## What you need to do:
Answer these questions about the essay on relationships and self-awareness below:
(a) In the quote, what is inside every cynical person?
(b) What was the writer doing with a group of women when some of them said they didn't want another intimate relationship?
(c) What does the essay say you become once you can identify, process, and remove your own triggers?

The United States has been under many different types of stressors, both natural and human influenced. These stressful events have caused whole communities to suffer physically and emotionally. While we are watching the world around us move with such uncertainty we are also moving through our own painful and overwhelming circumstances. There will be many moments which test our optimism for the future. While there isn’t an easy catch-all to maintain balance, there are tools to help you discover personal growth and perspective within your own life while moving through difficult experiences.
“Inside every cynical person there is a disappointed idealist.” ~ George Carlin
When I work with clients I hear about their suffering. Many of my sessions circle back to the discussion of personal relationships. These discussions do not surprise me as I have similar conversations in my personal life. Recently I was having dinner with a group of women, each in different stages of their relationships. During our discussion a number of women confessed they didn’t want another intimate relationship because of the pain their previous relationship caused. Some of these women had controlling relationships, while others were suffering from a lack of connection, loneliness or deception. Sadly these types of experiences can plant a seed of doubt, fear, or cynicism.
I have personally experienced controlling, lonely and deceptive relationships. After my divorce and a few relationships that followed I could feel myself giving up on the idea of a genuine loving relationship. I kept asking myself why I was attracting a certain type of man. Needless to say I was asking the wrong question, and a question void of any self-awareness. It was around that time I was determined to understand why I was choosing particular men and the relationships which followed. Because we do pick our people, and these people pick us. Now instead of being frustrated about my relationships I attempt to learn from the experiences, specifically what it is I’m supposed to let go of and grow from. Some examples may be a belief system or thought process which was passed from another influence, or a personal experience which has skewed the idea of what a healthy relationship could be.
I’ve worked many years on improving myself and how I want to move through life as a human being. I’ve become highly aware of my own triggers and own my choices and behaviors. Cultivating self-awareness takes time, but it is essential to create a healthy personal foundation so you are able to identify and maintain healthy relationships. When you’re able to identify, process, and remove your own triggers you become less reactive and defensive. You will also communicate more effectively. This takes time and practice. Keep your ego in check and release the need to be right. The goal isn’t to win, it’s awareness and collaboration with someone you care about.

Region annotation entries

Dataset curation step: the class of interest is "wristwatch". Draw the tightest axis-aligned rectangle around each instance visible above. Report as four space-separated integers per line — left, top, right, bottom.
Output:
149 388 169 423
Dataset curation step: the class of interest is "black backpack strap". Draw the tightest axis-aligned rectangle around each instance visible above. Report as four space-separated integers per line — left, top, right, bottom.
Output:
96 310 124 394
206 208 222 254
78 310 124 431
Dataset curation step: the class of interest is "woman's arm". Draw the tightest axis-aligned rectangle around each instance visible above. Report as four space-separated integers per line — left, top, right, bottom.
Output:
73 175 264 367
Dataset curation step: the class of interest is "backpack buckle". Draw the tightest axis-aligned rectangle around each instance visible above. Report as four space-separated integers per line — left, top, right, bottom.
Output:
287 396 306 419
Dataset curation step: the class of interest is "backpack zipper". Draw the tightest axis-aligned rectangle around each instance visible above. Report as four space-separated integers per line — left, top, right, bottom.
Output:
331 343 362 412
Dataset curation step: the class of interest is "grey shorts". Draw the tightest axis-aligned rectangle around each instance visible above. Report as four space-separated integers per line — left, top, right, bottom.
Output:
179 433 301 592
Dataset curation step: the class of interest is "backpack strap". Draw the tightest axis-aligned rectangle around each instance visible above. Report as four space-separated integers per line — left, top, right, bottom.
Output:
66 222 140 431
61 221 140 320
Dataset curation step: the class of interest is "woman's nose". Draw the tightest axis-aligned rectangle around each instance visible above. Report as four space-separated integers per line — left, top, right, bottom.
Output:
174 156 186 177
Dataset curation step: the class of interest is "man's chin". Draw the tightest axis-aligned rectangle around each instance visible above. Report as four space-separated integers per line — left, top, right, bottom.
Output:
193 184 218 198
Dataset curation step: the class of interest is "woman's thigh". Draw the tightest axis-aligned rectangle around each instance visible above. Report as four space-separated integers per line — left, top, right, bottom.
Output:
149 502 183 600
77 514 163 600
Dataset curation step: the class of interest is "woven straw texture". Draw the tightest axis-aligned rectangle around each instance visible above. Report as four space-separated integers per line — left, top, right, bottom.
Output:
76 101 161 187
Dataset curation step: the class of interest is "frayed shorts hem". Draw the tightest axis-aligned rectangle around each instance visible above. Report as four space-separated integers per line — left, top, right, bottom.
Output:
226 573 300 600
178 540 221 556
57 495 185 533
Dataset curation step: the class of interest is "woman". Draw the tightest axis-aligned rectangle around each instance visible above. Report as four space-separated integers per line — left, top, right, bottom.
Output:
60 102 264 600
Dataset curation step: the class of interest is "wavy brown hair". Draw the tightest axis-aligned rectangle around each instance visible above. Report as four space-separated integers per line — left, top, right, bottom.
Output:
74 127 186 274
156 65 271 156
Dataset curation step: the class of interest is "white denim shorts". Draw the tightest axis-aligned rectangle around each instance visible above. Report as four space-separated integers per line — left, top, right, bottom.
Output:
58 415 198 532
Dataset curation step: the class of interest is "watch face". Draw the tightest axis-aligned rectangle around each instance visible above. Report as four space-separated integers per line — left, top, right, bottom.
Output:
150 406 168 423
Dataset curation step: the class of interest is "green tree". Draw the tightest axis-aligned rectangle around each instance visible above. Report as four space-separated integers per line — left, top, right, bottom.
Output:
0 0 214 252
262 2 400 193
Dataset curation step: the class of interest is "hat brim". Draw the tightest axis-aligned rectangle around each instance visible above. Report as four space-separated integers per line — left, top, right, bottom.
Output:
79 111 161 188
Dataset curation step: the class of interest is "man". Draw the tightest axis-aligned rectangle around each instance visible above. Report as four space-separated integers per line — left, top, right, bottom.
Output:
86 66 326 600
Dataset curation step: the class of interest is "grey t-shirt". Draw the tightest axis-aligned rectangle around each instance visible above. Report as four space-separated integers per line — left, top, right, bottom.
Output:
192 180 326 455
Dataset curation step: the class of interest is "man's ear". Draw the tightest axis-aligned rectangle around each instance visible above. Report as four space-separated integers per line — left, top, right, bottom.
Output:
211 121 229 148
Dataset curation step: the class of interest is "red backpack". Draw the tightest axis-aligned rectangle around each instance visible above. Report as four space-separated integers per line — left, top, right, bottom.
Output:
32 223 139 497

## Answer in full:
(a) A disappointed idealist.
(b) Having dinner.
(c) Less reactive and defensive.